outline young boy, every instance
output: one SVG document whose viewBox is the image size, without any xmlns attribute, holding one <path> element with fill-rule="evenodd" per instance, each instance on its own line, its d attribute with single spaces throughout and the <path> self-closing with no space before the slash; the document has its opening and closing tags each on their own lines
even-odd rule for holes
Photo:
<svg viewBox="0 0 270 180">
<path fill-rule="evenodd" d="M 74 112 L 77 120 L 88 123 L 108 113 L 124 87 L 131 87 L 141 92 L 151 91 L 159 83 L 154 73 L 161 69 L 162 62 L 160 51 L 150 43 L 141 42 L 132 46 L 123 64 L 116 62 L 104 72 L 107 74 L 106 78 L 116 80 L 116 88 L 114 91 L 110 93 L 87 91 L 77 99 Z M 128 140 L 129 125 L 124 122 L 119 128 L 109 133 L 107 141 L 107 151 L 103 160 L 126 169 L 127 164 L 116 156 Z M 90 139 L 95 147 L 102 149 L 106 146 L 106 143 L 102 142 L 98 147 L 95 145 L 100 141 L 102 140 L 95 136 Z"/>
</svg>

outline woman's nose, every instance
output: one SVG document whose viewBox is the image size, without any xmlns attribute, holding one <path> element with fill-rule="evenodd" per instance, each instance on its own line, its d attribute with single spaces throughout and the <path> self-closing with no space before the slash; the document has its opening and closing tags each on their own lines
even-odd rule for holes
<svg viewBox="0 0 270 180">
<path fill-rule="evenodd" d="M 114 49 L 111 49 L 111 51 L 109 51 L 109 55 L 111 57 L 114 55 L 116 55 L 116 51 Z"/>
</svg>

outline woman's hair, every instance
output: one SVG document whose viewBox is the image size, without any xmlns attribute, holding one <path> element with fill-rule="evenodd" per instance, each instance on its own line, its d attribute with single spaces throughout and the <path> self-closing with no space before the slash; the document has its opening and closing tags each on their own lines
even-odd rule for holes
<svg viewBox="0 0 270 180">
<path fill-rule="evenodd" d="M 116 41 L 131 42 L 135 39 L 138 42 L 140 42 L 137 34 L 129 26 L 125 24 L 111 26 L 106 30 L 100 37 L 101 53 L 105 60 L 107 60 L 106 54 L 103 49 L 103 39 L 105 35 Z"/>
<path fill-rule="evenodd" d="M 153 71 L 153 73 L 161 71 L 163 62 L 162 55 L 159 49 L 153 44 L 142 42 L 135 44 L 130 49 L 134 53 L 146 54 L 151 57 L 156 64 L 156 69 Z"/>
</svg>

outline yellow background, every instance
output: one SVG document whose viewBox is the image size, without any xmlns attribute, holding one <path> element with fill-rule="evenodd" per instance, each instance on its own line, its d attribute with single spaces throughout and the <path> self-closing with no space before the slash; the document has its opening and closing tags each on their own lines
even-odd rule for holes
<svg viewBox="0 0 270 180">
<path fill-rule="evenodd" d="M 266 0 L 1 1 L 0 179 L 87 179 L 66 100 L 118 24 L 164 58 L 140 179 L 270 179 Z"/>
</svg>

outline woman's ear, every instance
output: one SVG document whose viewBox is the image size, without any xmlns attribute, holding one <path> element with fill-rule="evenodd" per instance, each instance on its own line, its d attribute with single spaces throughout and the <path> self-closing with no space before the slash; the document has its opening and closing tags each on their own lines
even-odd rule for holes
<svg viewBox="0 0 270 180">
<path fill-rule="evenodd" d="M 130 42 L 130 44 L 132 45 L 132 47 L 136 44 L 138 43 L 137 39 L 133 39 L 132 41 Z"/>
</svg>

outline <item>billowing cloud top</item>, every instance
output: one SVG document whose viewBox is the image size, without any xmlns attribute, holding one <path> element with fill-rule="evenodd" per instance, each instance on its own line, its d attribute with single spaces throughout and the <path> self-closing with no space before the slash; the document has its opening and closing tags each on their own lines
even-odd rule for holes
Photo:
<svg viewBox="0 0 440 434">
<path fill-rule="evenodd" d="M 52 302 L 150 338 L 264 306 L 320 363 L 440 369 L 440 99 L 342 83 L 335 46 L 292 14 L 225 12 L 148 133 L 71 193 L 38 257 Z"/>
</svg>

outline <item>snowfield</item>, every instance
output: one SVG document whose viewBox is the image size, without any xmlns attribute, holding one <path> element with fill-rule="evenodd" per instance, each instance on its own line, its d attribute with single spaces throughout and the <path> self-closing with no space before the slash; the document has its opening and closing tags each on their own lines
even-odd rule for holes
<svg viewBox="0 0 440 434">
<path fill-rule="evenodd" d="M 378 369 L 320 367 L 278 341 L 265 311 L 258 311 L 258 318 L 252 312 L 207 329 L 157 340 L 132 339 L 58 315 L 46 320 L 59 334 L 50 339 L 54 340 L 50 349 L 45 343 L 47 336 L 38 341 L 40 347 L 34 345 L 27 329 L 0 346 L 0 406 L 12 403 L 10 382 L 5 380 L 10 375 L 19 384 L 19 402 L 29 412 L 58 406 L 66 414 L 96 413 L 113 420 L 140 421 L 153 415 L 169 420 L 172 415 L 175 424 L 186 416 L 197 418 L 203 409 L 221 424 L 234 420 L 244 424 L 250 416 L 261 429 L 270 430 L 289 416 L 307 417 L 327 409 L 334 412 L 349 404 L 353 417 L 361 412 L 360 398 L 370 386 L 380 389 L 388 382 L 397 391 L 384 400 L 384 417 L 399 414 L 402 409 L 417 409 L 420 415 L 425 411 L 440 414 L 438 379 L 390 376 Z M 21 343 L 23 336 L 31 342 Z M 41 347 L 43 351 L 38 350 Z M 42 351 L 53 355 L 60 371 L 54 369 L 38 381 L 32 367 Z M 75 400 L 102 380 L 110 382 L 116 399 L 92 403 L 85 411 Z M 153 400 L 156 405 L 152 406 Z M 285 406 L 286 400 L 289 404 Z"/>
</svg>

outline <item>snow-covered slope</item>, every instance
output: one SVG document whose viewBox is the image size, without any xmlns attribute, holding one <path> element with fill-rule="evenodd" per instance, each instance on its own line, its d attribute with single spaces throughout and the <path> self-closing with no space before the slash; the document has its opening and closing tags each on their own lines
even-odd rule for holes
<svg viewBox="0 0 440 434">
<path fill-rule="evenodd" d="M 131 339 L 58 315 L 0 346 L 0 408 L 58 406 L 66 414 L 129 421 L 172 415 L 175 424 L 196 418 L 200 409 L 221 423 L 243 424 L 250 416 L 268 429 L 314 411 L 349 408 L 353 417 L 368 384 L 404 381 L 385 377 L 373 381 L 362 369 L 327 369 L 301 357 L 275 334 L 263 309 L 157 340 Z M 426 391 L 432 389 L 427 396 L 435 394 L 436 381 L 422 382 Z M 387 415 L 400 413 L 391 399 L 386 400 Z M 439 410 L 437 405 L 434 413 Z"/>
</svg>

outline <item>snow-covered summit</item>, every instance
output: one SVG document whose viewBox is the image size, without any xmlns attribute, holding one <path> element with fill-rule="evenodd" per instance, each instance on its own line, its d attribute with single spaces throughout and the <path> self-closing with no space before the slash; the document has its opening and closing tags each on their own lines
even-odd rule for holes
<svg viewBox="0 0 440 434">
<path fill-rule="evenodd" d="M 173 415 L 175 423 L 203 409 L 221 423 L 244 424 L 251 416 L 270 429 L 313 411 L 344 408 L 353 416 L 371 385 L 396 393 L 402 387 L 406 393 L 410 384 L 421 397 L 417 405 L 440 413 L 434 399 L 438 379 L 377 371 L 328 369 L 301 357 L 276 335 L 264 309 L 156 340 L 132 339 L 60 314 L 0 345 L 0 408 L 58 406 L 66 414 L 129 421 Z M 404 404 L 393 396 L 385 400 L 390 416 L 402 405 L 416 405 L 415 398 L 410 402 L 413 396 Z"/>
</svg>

- _Given task_
Output each record exactly, leaving nothing out.

- _Task answer_
outline young boy, every instance
output: one SVG document whose viewBox is the image size, without any xmlns attribute, holding one <path> element with fill-rule="evenodd" per instance, each instance on its own line, its d attribute with single spaces throughout and the <path> self-closing with no space before the slash; the document has its opening and closing tags each on their own lines
even-odd rule for holes
Photo:
<svg viewBox="0 0 270 180">
<path fill-rule="evenodd" d="M 74 112 L 77 120 L 88 123 L 108 113 L 124 87 L 131 87 L 141 92 L 151 91 L 159 83 L 154 73 L 161 69 L 162 62 L 160 51 L 150 43 L 141 42 L 132 46 L 123 64 L 116 62 L 104 72 L 107 74 L 106 78 L 116 80 L 116 88 L 114 91 L 110 93 L 87 91 L 77 99 Z M 128 140 L 129 125 L 124 122 L 119 128 L 109 133 L 107 141 L 107 151 L 103 160 L 126 169 L 127 164 L 116 156 Z M 90 139 L 95 147 L 102 149 L 106 146 L 106 143 L 102 142 L 98 147 L 95 145 L 100 141 L 102 140 L 95 136 Z"/>
</svg>

outline woman's nose, every instance
output: one SVG document whose viewBox is the image size, without any xmlns attribute, holding one <path> element with fill-rule="evenodd" per instance, each instance on its own line, its d attribute with single spaces throughout and the <path> self-closing with no space before the slash; the document has its opening and closing tags each on their own lines
even-odd rule for holes
<svg viewBox="0 0 270 180">
<path fill-rule="evenodd" d="M 114 49 L 111 49 L 111 51 L 109 51 L 109 55 L 111 57 L 114 55 L 116 55 L 116 51 Z"/>
</svg>

outline woman's hair, every instance
output: one SVG document whose viewBox is the image size, without any xmlns attribute, holding one <path> element with fill-rule="evenodd" per instance, each instance on its own line, its d attribute with single spaces throughout and the <path> self-closing with no space before the slash; the document has its opening and closing tags each on their own lines
even-odd rule for holes
<svg viewBox="0 0 270 180">
<path fill-rule="evenodd" d="M 116 41 L 131 42 L 135 39 L 138 42 L 140 42 L 137 34 L 129 26 L 125 24 L 111 26 L 106 30 L 100 37 L 101 53 L 105 60 L 107 60 L 106 54 L 103 49 L 103 39 L 105 35 Z"/>
<path fill-rule="evenodd" d="M 153 71 L 153 73 L 161 71 L 163 62 L 162 55 L 159 49 L 153 44 L 142 42 L 135 44 L 130 49 L 134 53 L 146 54 L 151 57 L 156 64 L 156 69 Z"/>
</svg>

outline yellow background, every instance
output: one SVG document whose viewBox is the image size, without any xmlns attribute, holding one <path> element with fill-rule="evenodd" per instance, each instance on its own line, its d attribute with single spaces throughout and the <path> self-closing with no space before the slash; the document has its opening and closing tags each on their own lines
even-odd rule for holes
<svg viewBox="0 0 270 180">
<path fill-rule="evenodd" d="M 266 0 L 1 1 L 0 179 L 87 179 L 66 100 L 118 24 L 164 58 L 140 179 L 270 179 Z"/>
</svg>

outline woman's ear, every instance
output: one SVG document whose viewBox is the image size, without any xmlns attribute, holding one <path> element with fill-rule="evenodd" per instance, each instance on its own line, its d attribute with single spaces throughout and the <path> self-closing with no space before the slash; the document has its opening and closing tags each on their own lines
even-odd rule for holes
<svg viewBox="0 0 270 180">
<path fill-rule="evenodd" d="M 130 42 L 130 44 L 132 45 L 132 47 L 136 44 L 138 43 L 137 39 L 133 39 L 132 41 Z"/>
</svg>

outline <item>billowing cloud top</item>, every instance
output: one SVG document whose viewBox is the image size, without any xmlns attribute, holding one <path> element with fill-rule="evenodd" per instance, each instance on its own line, its d attribute with single spaces throughout and the <path> self-closing with no space before the slash; the document has its opening and closing tags each on their own lines
even-odd rule for holes
Photo:
<svg viewBox="0 0 440 434">
<path fill-rule="evenodd" d="M 52 302 L 150 338 L 264 306 L 320 363 L 440 369 L 440 99 L 342 83 L 335 46 L 292 14 L 225 12 L 148 133 L 71 193 L 38 257 Z"/>
</svg>

outline <item>snowfield</item>, every instance
output: one SVG document whose viewBox is the image size, without any xmlns attribute, holding one <path> element with fill-rule="evenodd" per instance, each instance on its own line, its d attribute with single spaces throughout and the <path> self-closing with no space before the slash; the document has its opening and closing tags each on their own lines
even-odd rule for holes
<svg viewBox="0 0 440 434">
<path fill-rule="evenodd" d="M 378 369 L 320 367 L 278 341 L 265 311 L 258 311 L 258 318 L 252 312 L 207 329 L 157 340 L 132 339 L 58 315 L 46 320 L 59 334 L 50 339 L 54 340 L 50 349 L 45 343 L 47 336 L 38 341 L 40 347 L 34 345 L 27 329 L 0 346 L 0 406 L 12 403 L 10 382 L 5 380 L 10 375 L 19 384 L 19 402 L 29 412 L 58 406 L 66 414 L 96 413 L 113 420 L 140 421 L 153 415 L 169 420 L 172 415 L 175 424 L 186 416 L 197 418 L 203 409 L 221 424 L 234 420 L 244 424 L 250 416 L 261 429 L 270 430 L 289 416 L 307 417 L 327 409 L 334 412 L 349 404 L 353 417 L 361 412 L 360 398 L 370 386 L 380 389 L 388 382 L 397 391 L 384 400 L 384 417 L 399 414 L 402 409 L 417 409 L 420 415 L 425 411 L 440 414 L 438 379 L 390 376 Z M 21 343 L 23 336 L 31 342 Z M 41 347 L 43 351 L 38 350 Z M 42 351 L 53 355 L 60 371 L 54 369 L 38 381 L 32 367 Z M 75 400 L 102 380 L 110 382 L 116 399 L 92 403 L 85 411 Z M 153 400 L 156 405 L 152 406 Z M 285 406 L 286 400 L 289 404 Z"/>
</svg>

outline <item>snow-covered slope</item>, every instance
output: one SVG document whose viewBox is the image size, without any xmlns attribute, holding one <path> element with fill-rule="evenodd" per instance, each instance on its own line, its d attribute with single spaces throughout and the <path> self-closing with no space before the slash; the document has its opening and closing tags each on their own lines
even-odd rule for holes
<svg viewBox="0 0 440 434">
<path fill-rule="evenodd" d="M 131 339 L 58 315 L 0 346 L 0 408 L 58 406 L 66 414 L 129 421 L 172 415 L 175 424 L 196 418 L 200 409 L 221 423 L 243 424 L 250 416 L 268 429 L 314 411 L 349 408 L 353 417 L 368 384 L 404 381 L 385 377 L 373 381 L 362 369 L 327 369 L 301 357 L 275 334 L 263 309 L 157 340 Z M 426 391 L 432 389 L 427 396 L 435 394 L 436 381 L 422 382 Z M 387 415 L 400 413 L 391 399 L 386 400 Z M 439 410 L 437 405 L 434 413 Z"/>
</svg>

outline <item>snow-covered summit</item>, every instance
output: one SVG document whose viewBox is the image size, without any xmlns attribute, holding one <path> element with fill-rule="evenodd" per instance, each instance on its own line, its d attribute with single spaces throughout and the <path> self-closing with no space before the slash; the document has its opening and closing tags each on their own lines
even-odd rule for holes
<svg viewBox="0 0 440 434">
<path fill-rule="evenodd" d="M 173 415 L 175 423 L 203 409 L 221 423 L 244 424 L 251 416 L 270 429 L 313 411 L 344 408 L 353 416 L 371 385 L 396 393 L 402 387 L 406 393 L 410 384 L 421 397 L 417 405 L 440 413 L 434 399 L 438 379 L 377 371 L 328 369 L 301 357 L 276 335 L 264 309 L 156 340 L 132 339 L 60 314 L 0 345 L 0 408 L 58 406 L 66 414 L 129 421 Z M 404 404 L 393 396 L 385 400 L 390 416 L 402 405 L 416 405 L 415 398 L 410 402 L 413 396 Z"/>
</svg>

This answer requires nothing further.